Dati di annotazione dei contorni nelle immagini
/---

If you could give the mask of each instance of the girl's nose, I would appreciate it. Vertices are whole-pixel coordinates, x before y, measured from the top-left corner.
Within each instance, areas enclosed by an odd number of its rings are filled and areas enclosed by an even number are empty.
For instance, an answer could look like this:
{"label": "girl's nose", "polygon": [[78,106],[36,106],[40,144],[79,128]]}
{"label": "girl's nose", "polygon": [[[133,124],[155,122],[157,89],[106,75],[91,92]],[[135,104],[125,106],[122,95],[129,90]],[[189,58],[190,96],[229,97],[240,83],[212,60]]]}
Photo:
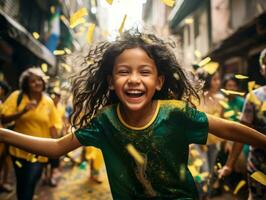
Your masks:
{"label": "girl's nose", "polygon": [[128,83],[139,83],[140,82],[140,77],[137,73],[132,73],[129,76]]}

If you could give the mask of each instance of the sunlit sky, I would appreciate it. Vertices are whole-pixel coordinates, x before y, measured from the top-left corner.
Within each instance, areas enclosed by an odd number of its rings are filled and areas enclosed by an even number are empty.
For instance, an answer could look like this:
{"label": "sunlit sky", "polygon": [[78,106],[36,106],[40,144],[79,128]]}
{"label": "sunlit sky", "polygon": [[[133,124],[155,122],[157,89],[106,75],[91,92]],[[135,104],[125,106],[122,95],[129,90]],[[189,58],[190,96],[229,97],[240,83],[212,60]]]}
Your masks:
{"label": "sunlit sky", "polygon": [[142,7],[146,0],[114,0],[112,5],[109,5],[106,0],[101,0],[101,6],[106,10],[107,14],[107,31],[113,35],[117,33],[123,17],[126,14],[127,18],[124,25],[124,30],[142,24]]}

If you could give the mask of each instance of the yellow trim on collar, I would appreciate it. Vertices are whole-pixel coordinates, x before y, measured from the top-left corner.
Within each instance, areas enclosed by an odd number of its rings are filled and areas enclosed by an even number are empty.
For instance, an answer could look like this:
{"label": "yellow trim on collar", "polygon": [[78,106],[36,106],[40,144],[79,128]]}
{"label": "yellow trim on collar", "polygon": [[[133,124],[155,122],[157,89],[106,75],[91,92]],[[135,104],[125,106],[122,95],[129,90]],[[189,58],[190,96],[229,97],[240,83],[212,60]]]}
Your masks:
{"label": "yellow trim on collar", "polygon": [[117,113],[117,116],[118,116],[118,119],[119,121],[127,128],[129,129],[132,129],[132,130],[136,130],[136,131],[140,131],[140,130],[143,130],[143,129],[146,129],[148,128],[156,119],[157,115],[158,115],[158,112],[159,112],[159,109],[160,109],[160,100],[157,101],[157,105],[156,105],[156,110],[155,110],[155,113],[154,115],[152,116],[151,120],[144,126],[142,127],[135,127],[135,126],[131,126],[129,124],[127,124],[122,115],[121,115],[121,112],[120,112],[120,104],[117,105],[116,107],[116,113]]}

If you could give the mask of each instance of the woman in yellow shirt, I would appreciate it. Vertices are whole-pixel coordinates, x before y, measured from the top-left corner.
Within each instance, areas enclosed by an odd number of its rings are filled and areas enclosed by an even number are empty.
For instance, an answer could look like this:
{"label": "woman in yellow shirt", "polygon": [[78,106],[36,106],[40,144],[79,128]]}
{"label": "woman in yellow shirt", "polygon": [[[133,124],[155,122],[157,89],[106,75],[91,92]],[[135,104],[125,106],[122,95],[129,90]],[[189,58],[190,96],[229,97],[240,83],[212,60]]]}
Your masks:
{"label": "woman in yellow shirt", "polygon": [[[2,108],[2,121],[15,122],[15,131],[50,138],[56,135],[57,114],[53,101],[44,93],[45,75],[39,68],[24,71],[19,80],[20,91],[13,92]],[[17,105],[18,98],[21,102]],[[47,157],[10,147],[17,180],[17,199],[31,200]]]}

\---
/---

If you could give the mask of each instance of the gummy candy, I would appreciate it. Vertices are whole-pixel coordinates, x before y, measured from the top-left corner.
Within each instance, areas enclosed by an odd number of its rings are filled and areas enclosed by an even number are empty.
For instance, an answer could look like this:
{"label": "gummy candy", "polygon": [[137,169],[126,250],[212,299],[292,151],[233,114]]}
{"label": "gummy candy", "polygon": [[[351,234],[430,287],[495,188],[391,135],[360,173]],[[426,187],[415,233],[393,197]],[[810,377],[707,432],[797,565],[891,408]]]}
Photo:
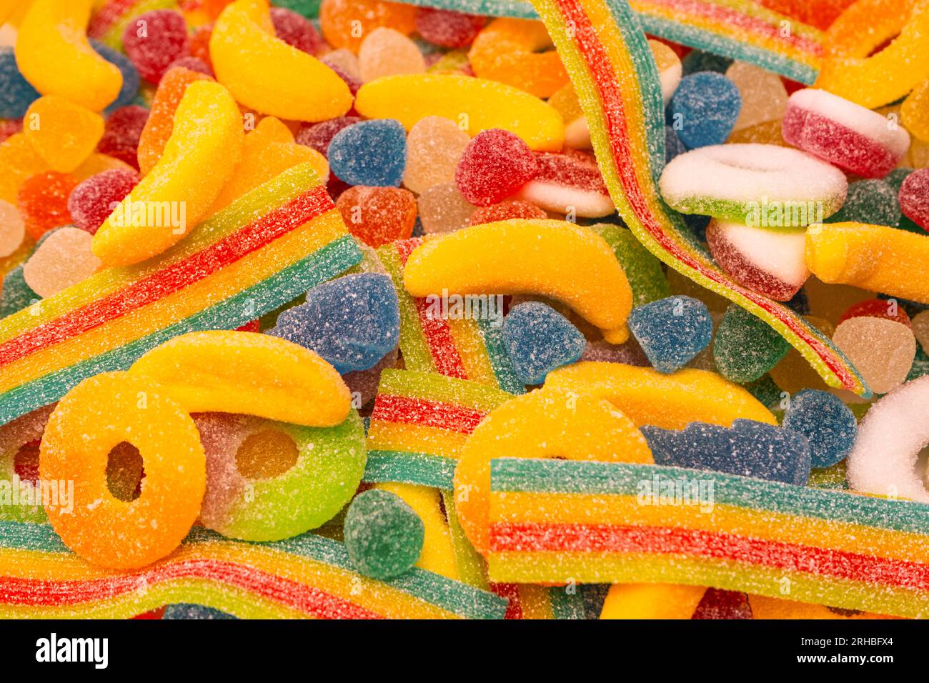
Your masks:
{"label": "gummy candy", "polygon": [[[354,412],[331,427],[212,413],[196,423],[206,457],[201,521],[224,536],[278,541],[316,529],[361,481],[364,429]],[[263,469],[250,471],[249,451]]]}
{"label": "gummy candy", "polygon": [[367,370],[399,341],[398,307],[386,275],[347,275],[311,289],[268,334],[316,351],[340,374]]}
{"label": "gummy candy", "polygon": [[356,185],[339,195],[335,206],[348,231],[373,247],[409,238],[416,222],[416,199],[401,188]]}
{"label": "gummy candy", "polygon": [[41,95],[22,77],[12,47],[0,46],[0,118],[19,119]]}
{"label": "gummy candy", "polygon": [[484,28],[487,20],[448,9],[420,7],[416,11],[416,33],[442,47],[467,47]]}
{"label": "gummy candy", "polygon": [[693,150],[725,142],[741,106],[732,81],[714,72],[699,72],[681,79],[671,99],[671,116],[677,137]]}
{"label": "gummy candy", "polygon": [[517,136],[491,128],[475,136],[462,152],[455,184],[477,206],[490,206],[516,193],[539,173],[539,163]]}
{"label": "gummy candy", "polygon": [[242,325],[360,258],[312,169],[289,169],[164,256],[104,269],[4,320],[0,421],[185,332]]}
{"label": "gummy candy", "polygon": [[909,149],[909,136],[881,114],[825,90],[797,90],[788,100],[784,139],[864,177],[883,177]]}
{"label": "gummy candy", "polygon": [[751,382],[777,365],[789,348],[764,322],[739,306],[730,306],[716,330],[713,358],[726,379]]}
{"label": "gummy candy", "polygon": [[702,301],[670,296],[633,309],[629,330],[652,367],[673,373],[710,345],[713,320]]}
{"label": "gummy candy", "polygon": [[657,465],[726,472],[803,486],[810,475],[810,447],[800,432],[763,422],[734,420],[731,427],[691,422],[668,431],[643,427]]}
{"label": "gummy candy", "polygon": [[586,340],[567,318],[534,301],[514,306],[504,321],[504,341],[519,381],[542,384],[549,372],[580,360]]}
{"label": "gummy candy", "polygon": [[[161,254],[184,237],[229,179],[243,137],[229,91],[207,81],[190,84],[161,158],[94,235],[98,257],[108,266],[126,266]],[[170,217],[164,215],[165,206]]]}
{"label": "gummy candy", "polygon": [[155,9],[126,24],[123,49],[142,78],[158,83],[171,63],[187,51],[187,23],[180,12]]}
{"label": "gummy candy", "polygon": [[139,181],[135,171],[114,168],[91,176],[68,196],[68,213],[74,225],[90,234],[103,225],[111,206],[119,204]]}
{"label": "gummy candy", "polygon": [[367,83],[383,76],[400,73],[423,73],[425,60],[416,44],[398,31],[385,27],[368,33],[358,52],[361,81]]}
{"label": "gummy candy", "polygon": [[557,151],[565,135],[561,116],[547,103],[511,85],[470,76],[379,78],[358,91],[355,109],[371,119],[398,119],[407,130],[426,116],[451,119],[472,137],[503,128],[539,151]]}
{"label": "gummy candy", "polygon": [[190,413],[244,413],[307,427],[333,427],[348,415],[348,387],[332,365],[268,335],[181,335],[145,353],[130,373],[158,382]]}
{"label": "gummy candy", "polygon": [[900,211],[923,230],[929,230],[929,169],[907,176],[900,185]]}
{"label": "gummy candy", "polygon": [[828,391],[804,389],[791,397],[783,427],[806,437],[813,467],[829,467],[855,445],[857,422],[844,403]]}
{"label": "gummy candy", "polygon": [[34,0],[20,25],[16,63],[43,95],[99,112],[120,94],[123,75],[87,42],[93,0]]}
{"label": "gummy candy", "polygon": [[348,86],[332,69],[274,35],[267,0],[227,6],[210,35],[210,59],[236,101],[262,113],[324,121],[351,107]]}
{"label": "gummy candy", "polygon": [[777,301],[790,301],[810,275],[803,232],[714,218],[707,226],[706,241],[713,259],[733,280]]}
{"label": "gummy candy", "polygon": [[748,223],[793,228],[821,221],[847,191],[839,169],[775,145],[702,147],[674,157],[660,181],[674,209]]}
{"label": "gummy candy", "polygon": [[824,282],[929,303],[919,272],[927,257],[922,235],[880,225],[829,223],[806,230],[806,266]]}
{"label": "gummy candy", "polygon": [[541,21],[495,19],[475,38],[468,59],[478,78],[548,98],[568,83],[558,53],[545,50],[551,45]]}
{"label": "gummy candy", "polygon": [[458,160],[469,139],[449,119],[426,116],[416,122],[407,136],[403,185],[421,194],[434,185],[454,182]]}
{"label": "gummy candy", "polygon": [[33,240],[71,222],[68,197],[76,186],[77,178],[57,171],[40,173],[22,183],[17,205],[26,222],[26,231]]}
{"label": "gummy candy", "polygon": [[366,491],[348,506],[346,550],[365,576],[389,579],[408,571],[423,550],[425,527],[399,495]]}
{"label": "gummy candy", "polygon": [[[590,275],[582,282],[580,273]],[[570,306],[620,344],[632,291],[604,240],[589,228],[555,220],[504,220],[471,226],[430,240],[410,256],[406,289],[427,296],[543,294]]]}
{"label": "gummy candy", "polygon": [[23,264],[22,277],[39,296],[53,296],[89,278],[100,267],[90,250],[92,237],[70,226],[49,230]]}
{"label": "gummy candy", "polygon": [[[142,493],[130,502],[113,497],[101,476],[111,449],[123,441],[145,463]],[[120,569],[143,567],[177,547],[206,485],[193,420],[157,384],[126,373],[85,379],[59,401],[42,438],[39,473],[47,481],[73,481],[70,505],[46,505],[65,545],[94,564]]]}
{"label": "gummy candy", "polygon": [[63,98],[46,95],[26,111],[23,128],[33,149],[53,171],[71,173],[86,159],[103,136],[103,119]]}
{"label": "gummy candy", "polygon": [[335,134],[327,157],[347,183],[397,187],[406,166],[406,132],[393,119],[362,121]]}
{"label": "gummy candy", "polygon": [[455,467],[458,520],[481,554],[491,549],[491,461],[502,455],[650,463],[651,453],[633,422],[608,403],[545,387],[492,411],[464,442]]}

\---

= OBIETTIVO =
Indichi quante righe dei record contengono la stringa "trim". Riporti soltanto il numero.

= RISPOSTA CORRETTA =
4